----- The records

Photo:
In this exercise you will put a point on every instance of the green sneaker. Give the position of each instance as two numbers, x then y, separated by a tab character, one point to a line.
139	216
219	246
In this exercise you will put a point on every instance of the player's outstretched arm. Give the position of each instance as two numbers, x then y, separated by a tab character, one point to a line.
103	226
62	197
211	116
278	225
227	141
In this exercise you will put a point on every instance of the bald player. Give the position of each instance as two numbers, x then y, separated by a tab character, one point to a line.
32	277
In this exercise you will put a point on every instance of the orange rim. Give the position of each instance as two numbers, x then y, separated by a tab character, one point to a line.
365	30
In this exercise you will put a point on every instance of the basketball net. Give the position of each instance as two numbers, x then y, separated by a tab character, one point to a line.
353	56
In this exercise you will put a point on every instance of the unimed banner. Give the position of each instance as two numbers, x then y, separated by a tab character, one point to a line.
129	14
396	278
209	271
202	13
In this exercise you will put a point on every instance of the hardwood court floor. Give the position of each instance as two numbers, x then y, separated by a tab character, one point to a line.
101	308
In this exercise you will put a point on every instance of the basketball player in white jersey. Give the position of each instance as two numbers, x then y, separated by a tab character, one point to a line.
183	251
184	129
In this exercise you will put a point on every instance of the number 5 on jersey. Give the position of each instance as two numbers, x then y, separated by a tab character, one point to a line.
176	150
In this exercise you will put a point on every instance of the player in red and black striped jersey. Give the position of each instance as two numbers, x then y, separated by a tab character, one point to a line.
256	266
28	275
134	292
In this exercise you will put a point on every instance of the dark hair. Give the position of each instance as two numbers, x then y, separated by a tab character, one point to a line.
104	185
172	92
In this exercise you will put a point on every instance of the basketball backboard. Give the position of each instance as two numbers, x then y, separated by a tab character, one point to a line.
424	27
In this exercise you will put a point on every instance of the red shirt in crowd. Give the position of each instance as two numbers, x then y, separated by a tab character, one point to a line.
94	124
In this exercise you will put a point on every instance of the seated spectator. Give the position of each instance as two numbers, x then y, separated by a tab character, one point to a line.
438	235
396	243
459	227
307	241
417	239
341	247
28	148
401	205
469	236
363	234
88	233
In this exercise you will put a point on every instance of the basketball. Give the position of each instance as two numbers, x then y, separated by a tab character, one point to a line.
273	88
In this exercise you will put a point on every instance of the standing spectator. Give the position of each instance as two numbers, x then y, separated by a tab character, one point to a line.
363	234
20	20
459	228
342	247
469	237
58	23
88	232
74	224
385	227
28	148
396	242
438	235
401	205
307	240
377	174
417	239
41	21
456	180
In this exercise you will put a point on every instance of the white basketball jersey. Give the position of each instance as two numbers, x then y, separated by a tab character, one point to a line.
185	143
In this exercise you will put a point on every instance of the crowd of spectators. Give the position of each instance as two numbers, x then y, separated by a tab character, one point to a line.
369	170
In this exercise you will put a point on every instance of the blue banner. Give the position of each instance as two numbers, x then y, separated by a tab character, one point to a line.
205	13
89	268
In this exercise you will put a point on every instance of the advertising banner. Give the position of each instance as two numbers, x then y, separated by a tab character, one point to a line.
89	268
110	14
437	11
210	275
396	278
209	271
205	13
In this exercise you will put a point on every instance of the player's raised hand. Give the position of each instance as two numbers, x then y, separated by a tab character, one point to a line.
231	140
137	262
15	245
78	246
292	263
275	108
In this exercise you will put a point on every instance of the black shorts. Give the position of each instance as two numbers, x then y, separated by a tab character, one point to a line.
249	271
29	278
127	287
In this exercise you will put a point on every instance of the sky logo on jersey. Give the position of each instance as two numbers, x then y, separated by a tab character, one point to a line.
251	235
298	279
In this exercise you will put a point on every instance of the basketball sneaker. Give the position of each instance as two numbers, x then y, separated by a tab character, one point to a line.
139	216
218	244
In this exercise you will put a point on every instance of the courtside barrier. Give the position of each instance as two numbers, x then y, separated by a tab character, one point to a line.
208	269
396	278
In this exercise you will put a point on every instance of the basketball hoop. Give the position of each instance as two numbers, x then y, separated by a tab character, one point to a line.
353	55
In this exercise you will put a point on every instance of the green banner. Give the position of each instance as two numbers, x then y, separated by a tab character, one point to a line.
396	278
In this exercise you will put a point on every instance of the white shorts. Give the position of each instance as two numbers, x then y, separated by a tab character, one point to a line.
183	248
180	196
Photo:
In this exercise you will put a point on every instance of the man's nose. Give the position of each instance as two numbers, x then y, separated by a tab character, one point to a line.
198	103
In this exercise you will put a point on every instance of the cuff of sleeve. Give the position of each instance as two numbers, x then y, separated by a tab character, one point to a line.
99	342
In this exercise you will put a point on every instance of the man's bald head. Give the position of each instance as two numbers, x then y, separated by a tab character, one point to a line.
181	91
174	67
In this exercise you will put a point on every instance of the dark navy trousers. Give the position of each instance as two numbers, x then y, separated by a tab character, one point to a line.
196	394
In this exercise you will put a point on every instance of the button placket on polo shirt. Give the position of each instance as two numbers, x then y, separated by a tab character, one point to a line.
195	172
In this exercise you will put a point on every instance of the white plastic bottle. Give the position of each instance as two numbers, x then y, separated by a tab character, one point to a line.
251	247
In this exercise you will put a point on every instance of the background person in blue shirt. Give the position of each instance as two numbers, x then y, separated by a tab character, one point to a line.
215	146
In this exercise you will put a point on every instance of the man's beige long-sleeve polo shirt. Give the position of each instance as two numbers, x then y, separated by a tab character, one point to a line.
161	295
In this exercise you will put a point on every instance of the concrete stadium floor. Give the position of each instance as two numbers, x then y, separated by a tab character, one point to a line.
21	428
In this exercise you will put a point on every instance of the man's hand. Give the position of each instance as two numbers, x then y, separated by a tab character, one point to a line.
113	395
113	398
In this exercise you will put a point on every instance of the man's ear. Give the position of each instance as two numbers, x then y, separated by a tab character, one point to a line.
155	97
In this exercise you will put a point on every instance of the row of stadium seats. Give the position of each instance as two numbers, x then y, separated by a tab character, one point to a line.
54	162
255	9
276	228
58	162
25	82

----------

Exercise description => Copy the entries from the line that contains "the white plastic" through the last line, swapping "stadium" for "arena" and leaving everything else unchanged.

Exercise output =>
In this exercise you will put a point on every instance of the white plastic bottle. Give the position of each instance as two numbers, x then y, separated by a tab character, one point to a line.
251	247
In this exercise you will put a point on every instance of the background person in blue shirt. Give the position of each instance as two numbers, x then y, separated by a tab character, one point to a line.
215	146
In this exercise you will put a point on every instance of the man's beige long-sleeve polo shirt. Give the position of each instance as two numbers, x then y, separated by a tab character, one point to a line.
161	295
In this exercise you will put a point on every instance of the concrete arena floor. Give the position of each instance as two numbers, x then y, separated by a tab character, one point to a line.
21	428
In this exercise you will put a point on every instance of the man's hand. Give the position of each instance as two numbers, x then y, separated by a tab character, one point to a line.
113	395
113	398
In this exercise you will put a point on every instance of the man's ear. Give the position of each instance as two numbers, x then y, separated by a tab character, one point to a line.
155	97
In this exercise you will put a point on every instance of the row of arena seats. Give the position of each instance as two numbers, x then y, separated by a tab character, one point to a line.
54	162
255	9
276	228
58	162
25	82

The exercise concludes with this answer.